## Task details
Find each row below that contains the word "smooth" and copy those rows out in full. Case counts.

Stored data
— BEGIN —

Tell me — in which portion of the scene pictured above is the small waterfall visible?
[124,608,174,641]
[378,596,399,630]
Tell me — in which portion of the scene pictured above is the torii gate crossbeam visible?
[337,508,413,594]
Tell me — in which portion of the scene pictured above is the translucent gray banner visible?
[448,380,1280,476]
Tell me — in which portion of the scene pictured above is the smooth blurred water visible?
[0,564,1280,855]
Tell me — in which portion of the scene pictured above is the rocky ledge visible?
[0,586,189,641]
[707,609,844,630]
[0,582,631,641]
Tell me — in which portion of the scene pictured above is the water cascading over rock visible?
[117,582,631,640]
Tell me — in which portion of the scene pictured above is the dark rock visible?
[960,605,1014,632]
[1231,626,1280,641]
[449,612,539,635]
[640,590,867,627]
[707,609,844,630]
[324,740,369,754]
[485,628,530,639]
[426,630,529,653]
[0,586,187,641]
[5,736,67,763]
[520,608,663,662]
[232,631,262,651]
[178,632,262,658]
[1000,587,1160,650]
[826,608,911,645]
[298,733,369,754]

— END —

## Completed task
Tell me — in which portion of the scene pictured above is the smooth blurred water visible?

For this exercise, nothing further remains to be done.